■ EXERCISE INPUT ■
•••

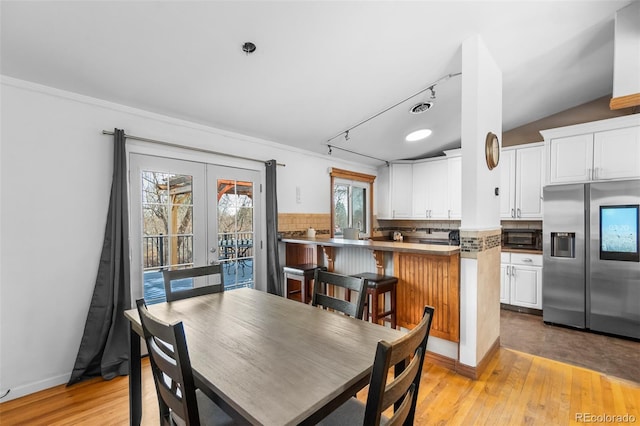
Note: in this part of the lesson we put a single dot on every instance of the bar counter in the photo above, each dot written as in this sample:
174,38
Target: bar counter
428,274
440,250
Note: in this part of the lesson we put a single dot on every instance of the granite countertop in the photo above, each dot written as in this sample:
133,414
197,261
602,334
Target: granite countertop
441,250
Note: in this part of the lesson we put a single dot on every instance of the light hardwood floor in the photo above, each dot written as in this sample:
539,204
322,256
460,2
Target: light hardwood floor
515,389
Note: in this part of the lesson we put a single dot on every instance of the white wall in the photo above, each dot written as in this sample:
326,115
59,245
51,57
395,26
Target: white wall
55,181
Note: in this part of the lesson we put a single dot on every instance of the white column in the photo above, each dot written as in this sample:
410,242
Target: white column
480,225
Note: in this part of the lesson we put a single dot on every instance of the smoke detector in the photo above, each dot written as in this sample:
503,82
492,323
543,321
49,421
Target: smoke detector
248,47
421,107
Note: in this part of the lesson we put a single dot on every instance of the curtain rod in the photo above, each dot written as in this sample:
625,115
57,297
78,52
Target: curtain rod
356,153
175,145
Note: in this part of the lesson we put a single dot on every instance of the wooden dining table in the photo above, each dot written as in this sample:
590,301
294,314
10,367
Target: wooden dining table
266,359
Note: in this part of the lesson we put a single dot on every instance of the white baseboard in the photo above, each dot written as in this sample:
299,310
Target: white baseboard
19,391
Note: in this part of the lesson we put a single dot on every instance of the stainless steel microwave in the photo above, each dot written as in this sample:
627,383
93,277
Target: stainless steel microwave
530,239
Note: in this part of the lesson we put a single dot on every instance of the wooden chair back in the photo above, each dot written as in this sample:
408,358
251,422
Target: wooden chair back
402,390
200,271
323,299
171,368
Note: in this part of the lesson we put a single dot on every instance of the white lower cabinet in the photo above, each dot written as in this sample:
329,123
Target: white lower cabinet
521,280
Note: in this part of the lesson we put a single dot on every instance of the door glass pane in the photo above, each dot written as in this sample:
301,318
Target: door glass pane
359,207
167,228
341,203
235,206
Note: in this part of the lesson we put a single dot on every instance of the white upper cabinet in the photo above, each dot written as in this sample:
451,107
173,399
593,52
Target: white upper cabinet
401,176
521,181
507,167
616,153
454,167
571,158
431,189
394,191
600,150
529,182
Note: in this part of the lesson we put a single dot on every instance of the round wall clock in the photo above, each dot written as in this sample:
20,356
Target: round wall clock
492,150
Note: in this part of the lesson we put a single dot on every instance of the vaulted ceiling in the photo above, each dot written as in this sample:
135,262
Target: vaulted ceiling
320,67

•••

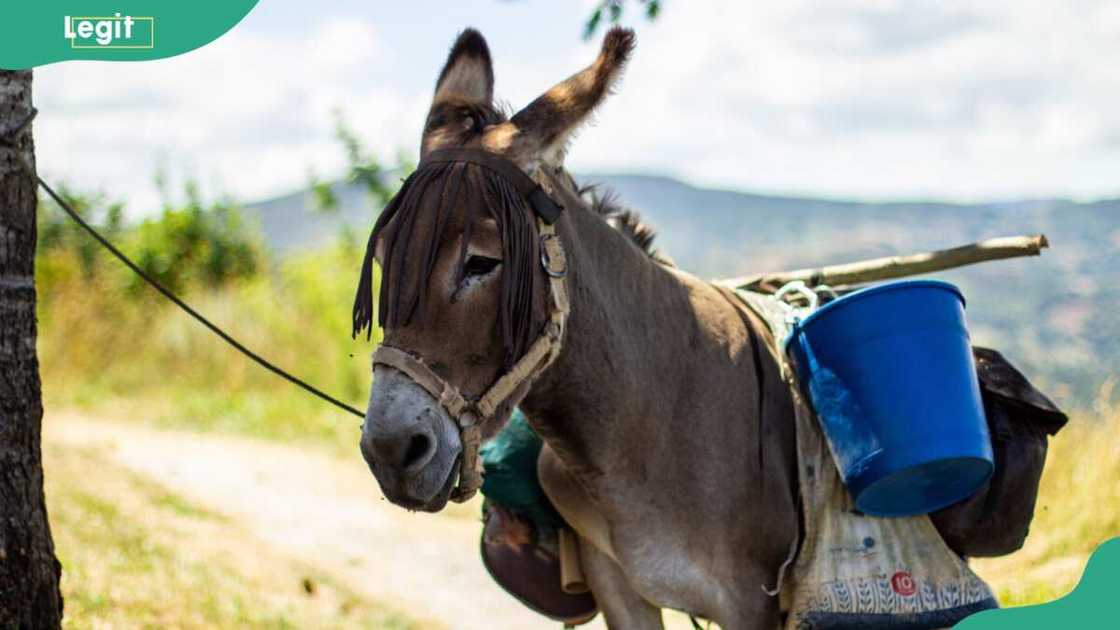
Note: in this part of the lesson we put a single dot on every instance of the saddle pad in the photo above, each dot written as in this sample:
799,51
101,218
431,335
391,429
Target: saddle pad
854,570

•••

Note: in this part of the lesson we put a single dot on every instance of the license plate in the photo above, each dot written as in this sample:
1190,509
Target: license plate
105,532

•••

■ WRITTEN INSTRUCTION ■
From the material above, list each line that contains the string "microwave". Case counts.

■ EXERCISE OUTPUT ■
Note: in this part of the lesson we put a single dot on every instance of the stainless steel microwave in the photo above, each dot written as in this sample:
Target: stainless steel microwave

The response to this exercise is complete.